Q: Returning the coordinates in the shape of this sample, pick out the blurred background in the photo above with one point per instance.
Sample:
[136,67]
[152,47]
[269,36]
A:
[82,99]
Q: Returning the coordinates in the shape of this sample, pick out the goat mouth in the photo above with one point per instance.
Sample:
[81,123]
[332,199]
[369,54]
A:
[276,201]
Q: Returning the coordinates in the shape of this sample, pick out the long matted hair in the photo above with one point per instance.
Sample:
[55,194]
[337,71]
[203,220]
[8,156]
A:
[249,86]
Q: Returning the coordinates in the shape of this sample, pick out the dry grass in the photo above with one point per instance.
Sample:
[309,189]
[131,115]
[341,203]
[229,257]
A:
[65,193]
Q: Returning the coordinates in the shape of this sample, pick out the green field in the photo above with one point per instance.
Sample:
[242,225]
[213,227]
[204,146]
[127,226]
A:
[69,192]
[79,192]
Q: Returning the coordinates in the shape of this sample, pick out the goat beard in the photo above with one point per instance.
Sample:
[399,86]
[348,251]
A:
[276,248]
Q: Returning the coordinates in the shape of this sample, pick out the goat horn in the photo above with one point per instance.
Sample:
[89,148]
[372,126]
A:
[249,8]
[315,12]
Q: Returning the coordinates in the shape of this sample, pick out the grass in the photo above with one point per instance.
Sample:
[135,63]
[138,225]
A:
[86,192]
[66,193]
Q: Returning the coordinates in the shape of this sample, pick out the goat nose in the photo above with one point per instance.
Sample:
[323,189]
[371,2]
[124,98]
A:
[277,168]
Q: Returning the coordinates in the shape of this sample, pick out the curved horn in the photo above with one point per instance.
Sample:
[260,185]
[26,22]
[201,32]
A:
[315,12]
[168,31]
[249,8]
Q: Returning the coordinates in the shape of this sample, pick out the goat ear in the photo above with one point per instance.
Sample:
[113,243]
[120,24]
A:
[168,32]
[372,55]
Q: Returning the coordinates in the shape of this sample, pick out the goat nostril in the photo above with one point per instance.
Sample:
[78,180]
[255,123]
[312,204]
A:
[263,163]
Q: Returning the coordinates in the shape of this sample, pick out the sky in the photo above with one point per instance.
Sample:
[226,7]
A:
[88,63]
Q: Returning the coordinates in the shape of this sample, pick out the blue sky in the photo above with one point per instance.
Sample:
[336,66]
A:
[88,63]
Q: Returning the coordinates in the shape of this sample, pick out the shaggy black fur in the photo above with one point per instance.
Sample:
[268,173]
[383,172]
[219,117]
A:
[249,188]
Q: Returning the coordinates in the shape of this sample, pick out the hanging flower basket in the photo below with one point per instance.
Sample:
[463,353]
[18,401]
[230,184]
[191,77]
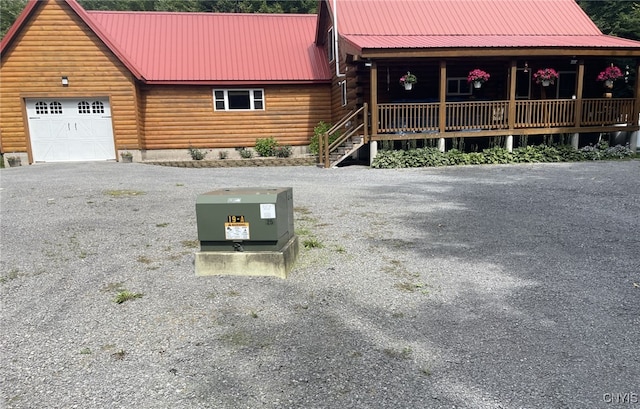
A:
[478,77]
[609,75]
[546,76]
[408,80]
-=-=-=-=-
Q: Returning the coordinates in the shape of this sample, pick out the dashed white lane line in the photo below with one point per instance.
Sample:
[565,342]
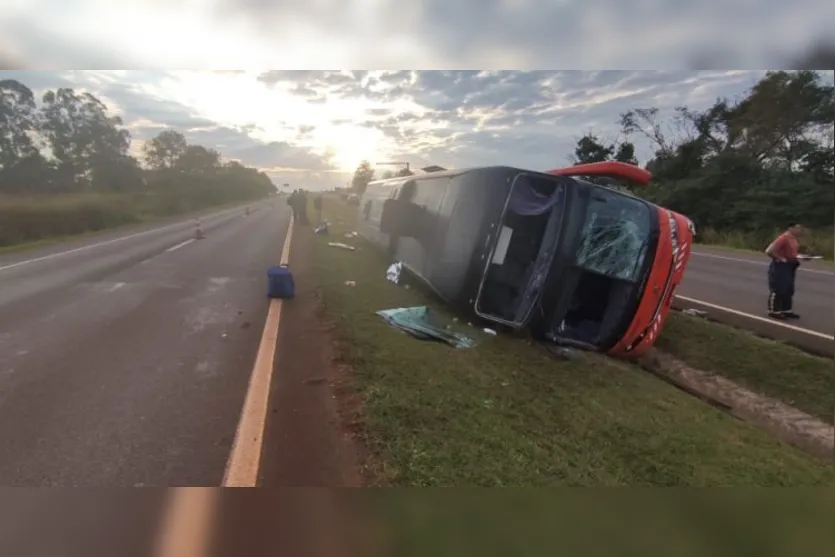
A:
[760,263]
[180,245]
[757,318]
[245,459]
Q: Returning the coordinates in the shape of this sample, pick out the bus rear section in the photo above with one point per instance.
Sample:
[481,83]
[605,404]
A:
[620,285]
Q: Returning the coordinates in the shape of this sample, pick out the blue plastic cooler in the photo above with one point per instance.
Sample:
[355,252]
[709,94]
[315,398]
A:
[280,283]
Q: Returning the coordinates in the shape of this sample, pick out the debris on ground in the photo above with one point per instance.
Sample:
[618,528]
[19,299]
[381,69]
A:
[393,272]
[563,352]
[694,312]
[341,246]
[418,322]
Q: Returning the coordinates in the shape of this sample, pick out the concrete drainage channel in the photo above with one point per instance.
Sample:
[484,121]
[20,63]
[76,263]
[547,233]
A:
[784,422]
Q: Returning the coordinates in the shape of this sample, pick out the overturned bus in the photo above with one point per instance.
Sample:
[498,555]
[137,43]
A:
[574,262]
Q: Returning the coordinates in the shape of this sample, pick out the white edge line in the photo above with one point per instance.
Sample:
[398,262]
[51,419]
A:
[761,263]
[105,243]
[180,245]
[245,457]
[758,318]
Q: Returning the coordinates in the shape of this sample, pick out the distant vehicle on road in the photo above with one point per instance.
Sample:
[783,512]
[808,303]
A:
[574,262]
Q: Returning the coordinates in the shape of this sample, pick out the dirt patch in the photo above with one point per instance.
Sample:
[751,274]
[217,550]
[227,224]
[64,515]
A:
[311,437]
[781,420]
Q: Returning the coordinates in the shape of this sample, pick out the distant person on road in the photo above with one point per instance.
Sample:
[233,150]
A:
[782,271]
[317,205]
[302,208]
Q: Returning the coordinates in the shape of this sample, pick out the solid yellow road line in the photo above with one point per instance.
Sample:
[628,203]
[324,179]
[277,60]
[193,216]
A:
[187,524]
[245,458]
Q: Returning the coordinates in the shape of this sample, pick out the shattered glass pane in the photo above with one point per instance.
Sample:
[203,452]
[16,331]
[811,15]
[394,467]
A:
-=-=-=-=-
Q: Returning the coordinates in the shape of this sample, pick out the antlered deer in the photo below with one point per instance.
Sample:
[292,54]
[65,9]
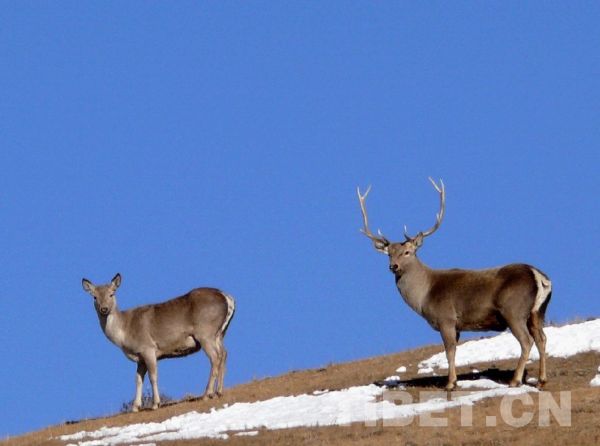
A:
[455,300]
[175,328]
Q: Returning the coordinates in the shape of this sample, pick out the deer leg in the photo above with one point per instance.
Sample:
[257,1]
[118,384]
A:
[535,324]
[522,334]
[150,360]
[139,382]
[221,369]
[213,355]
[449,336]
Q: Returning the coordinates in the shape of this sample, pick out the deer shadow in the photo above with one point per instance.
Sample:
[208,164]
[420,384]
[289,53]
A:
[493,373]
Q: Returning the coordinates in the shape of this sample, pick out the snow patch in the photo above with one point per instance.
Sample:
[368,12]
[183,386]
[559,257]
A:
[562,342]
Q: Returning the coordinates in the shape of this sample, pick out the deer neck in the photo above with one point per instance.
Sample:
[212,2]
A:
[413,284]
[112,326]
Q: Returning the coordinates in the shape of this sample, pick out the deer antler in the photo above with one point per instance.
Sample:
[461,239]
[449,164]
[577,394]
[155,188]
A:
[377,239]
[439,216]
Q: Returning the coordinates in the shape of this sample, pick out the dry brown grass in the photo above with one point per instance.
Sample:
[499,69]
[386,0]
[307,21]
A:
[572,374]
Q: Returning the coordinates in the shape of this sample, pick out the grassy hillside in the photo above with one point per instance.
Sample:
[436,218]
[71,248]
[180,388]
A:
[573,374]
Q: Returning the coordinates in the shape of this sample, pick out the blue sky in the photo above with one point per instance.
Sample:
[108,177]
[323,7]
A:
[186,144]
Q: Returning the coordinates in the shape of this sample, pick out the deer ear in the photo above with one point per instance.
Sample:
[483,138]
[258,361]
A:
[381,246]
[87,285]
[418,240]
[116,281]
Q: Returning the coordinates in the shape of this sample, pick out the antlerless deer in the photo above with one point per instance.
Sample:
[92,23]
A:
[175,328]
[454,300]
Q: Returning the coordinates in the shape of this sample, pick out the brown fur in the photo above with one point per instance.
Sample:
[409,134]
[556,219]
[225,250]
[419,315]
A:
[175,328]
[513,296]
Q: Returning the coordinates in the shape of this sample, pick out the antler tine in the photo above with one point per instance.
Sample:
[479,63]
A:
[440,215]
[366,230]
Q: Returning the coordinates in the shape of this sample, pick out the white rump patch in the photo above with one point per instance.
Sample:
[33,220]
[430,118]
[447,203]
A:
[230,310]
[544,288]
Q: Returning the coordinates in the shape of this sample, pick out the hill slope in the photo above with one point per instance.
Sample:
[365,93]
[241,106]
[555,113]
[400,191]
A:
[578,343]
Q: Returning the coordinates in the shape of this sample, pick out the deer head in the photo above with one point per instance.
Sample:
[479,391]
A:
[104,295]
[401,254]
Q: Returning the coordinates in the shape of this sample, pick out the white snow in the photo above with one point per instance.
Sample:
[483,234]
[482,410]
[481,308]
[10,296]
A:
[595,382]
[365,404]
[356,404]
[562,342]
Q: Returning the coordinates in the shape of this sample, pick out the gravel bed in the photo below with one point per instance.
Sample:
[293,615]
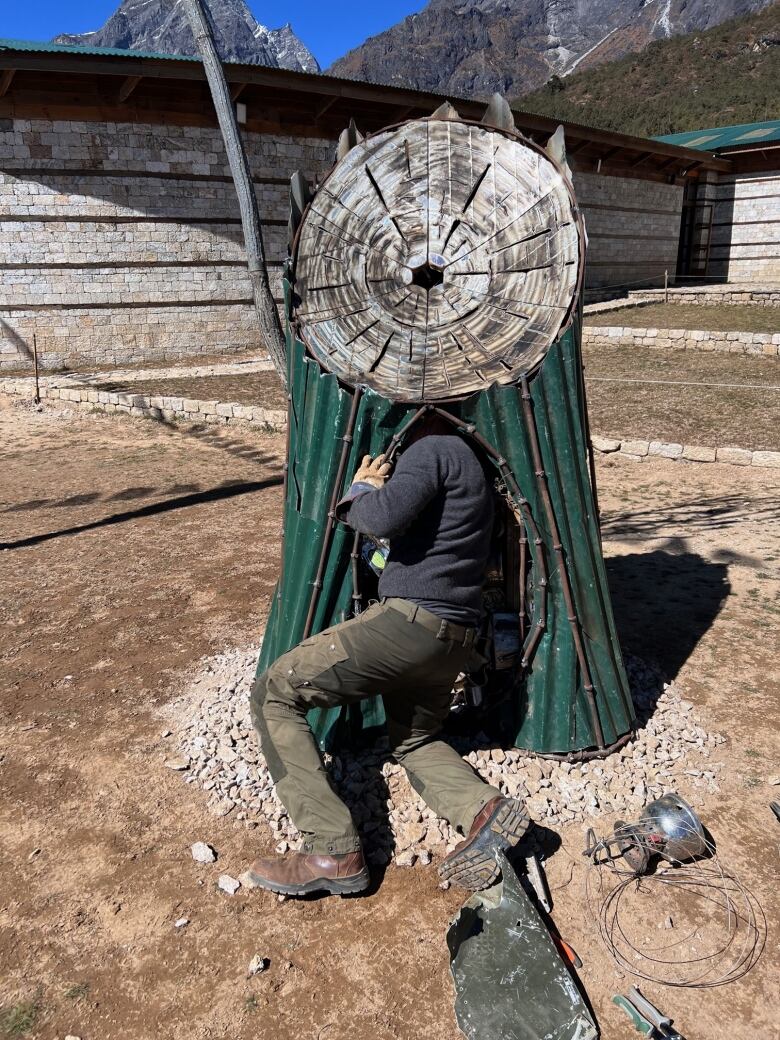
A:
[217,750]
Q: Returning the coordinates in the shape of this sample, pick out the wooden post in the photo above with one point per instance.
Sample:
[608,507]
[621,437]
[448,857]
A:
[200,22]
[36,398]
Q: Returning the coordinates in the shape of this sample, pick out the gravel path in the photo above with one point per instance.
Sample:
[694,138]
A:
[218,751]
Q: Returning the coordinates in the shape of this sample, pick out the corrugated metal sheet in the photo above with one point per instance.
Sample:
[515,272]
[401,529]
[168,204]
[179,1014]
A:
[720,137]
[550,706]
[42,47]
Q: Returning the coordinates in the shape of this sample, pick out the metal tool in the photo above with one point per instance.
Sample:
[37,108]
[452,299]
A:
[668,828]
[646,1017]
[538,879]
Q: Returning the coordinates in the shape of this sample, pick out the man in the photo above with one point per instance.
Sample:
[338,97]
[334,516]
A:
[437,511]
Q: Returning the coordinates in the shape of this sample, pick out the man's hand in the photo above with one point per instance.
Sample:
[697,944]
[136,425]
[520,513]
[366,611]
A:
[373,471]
-=-=-=-=-
▸ **Exercise brief**: Tally the lines in the items above that contain the string "brown", treating uppercase and lowercase letters as distinct. Give only the number.

▸ **Exercise answer**: 2